(TASK DETAILS):
Beneath this line are the data; copy exactly the part of them that opens with the line containing "Find held hand." and closes with the line containing "Find man's hand.", and only that part.

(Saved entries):
___

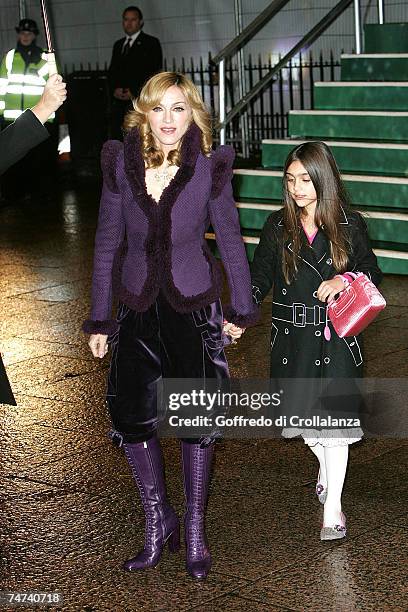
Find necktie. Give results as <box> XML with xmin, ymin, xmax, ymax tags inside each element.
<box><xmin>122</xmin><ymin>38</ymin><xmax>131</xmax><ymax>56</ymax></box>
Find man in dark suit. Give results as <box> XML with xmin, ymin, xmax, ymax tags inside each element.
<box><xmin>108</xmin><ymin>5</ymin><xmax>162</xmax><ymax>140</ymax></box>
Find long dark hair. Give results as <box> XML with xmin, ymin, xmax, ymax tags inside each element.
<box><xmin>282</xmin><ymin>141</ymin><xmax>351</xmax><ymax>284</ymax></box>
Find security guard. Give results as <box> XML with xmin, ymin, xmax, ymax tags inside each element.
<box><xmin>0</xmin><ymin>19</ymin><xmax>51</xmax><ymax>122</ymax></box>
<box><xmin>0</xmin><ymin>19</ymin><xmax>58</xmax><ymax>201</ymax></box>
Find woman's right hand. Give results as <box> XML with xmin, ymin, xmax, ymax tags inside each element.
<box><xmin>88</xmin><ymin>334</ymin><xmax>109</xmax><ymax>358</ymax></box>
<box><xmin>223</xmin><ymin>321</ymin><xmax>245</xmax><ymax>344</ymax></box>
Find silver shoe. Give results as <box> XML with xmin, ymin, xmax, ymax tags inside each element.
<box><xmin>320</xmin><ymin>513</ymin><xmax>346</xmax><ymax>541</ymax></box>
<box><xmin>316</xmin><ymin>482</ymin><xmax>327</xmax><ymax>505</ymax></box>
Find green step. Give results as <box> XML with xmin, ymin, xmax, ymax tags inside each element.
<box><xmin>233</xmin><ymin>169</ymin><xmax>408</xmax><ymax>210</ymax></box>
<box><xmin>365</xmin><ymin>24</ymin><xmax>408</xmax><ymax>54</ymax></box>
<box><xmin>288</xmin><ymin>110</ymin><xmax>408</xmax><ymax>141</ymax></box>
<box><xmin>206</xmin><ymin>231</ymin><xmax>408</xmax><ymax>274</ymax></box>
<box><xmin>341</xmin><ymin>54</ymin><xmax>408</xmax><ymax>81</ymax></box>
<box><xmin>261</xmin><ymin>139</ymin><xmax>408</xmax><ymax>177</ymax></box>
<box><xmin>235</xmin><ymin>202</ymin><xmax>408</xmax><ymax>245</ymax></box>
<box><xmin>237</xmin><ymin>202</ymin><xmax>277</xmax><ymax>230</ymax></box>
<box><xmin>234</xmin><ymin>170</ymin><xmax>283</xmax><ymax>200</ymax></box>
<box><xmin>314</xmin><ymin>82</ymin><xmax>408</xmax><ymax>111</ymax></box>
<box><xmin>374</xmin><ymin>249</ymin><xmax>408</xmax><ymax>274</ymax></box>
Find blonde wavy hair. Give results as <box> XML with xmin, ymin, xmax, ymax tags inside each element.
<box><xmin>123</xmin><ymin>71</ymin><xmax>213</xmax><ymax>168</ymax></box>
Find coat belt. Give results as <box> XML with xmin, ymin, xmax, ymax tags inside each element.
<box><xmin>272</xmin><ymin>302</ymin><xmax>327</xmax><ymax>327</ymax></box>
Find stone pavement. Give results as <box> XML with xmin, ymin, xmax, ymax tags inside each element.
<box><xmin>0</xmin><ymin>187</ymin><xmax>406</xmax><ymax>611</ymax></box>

___

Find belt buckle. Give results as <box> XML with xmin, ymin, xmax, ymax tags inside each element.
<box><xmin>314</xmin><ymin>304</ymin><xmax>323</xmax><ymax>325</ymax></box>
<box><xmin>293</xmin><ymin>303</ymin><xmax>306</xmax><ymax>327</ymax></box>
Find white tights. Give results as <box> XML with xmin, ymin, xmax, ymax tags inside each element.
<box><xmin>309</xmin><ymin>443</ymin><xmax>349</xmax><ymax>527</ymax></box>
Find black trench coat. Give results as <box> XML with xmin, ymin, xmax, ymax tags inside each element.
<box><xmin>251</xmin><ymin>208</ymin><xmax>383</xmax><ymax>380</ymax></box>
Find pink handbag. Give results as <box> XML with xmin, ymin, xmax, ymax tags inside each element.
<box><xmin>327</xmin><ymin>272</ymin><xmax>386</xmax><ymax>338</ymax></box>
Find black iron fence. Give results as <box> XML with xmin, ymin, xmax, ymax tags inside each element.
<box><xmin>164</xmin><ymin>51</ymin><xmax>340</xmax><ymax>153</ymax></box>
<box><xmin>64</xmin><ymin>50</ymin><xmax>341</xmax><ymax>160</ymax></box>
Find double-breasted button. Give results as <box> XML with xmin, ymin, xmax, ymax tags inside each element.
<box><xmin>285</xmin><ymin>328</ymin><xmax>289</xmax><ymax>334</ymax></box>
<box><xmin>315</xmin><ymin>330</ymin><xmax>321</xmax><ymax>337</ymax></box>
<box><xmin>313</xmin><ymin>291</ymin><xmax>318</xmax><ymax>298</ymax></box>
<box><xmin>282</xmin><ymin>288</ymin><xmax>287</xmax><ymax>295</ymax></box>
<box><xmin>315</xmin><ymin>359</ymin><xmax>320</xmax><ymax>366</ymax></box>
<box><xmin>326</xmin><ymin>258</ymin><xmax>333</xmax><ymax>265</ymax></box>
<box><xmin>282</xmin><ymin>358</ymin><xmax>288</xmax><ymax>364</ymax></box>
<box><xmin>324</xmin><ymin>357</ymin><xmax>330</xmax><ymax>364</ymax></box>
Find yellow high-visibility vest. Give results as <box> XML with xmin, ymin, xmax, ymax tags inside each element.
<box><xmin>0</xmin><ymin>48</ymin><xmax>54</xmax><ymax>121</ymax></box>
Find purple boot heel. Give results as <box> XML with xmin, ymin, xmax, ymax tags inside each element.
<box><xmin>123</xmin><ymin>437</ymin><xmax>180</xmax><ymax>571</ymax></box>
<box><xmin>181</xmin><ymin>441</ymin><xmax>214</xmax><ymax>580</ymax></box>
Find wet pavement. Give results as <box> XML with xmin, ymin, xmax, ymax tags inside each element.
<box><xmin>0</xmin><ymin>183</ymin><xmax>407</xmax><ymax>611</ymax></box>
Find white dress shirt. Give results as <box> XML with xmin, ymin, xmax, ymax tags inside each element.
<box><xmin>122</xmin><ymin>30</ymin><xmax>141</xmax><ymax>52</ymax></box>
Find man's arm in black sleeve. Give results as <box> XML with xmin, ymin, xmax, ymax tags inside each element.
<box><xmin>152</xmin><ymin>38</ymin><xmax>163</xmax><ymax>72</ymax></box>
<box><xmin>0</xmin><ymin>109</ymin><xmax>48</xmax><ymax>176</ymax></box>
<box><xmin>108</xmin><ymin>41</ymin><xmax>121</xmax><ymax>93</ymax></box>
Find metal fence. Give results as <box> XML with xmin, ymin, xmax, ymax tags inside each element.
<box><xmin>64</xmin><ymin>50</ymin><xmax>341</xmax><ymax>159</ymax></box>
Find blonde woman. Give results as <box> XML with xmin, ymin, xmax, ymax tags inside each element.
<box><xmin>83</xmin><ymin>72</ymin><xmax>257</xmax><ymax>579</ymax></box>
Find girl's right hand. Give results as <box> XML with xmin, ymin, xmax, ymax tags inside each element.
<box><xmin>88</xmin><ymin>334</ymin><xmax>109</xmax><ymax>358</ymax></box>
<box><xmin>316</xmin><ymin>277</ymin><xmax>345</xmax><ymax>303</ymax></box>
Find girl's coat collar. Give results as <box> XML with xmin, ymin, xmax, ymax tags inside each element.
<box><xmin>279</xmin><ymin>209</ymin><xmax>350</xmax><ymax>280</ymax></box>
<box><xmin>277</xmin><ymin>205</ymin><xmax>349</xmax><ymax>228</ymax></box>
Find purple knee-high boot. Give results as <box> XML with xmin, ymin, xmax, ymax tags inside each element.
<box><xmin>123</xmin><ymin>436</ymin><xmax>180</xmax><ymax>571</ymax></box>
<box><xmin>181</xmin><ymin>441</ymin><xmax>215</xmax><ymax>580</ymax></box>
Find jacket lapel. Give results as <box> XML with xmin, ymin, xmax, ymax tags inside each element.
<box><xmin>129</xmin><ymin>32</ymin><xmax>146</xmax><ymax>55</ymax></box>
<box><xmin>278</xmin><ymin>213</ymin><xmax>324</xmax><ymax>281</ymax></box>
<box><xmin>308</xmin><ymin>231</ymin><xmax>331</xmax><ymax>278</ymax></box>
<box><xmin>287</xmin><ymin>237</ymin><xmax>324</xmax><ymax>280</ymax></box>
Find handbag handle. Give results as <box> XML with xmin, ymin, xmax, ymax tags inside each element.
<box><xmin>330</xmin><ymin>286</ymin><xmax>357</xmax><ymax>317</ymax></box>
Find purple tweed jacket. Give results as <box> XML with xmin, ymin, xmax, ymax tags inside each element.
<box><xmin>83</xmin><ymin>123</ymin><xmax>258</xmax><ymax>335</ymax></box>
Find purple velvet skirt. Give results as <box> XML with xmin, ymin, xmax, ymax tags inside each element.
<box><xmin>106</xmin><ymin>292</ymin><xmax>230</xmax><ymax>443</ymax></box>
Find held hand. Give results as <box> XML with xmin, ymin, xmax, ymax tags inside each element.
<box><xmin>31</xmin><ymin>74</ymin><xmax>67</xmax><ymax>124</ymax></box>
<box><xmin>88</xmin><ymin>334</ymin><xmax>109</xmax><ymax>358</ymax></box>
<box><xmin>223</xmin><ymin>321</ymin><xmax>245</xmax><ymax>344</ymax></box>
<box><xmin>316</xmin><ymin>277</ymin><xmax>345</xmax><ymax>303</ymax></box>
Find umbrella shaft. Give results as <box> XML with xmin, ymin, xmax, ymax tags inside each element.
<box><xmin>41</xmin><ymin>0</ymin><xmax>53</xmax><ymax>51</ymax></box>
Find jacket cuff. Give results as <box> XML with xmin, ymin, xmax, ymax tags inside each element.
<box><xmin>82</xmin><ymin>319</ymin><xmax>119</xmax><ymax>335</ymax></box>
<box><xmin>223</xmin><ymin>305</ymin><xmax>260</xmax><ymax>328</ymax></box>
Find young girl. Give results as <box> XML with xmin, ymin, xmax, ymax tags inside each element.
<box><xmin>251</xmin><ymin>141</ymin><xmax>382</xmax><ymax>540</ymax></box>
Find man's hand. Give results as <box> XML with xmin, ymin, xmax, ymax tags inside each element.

___

(PROBLEM SOLUTION):
Find held hand. Give results as <box> XML with xmin, ymin, xmax, ymax tags inside each element.
<box><xmin>31</xmin><ymin>74</ymin><xmax>67</xmax><ymax>124</ymax></box>
<box><xmin>88</xmin><ymin>334</ymin><xmax>109</xmax><ymax>358</ymax></box>
<box><xmin>223</xmin><ymin>321</ymin><xmax>245</xmax><ymax>344</ymax></box>
<box><xmin>316</xmin><ymin>277</ymin><xmax>345</xmax><ymax>303</ymax></box>
Find umbrella shaft. Give results as <box> XML with xmin, ymin, xmax, ymax tags inside each element.
<box><xmin>41</xmin><ymin>0</ymin><xmax>53</xmax><ymax>51</ymax></box>
Find jacket cuff. Give results as <box> XML with xmin, ymin, xmax, ymax tags inside each element.
<box><xmin>82</xmin><ymin>319</ymin><xmax>119</xmax><ymax>335</ymax></box>
<box><xmin>223</xmin><ymin>305</ymin><xmax>260</xmax><ymax>328</ymax></box>
Find young girl. Give results as <box> XML with xmin, ymin, xmax, ymax tags inside each element.
<box><xmin>251</xmin><ymin>141</ymin><xmax>382</xmax><ymax>540</ymax></box>
Find man's hand. Give results as <box> XML with xmin, ymin, xmax, ymax tags inside each element.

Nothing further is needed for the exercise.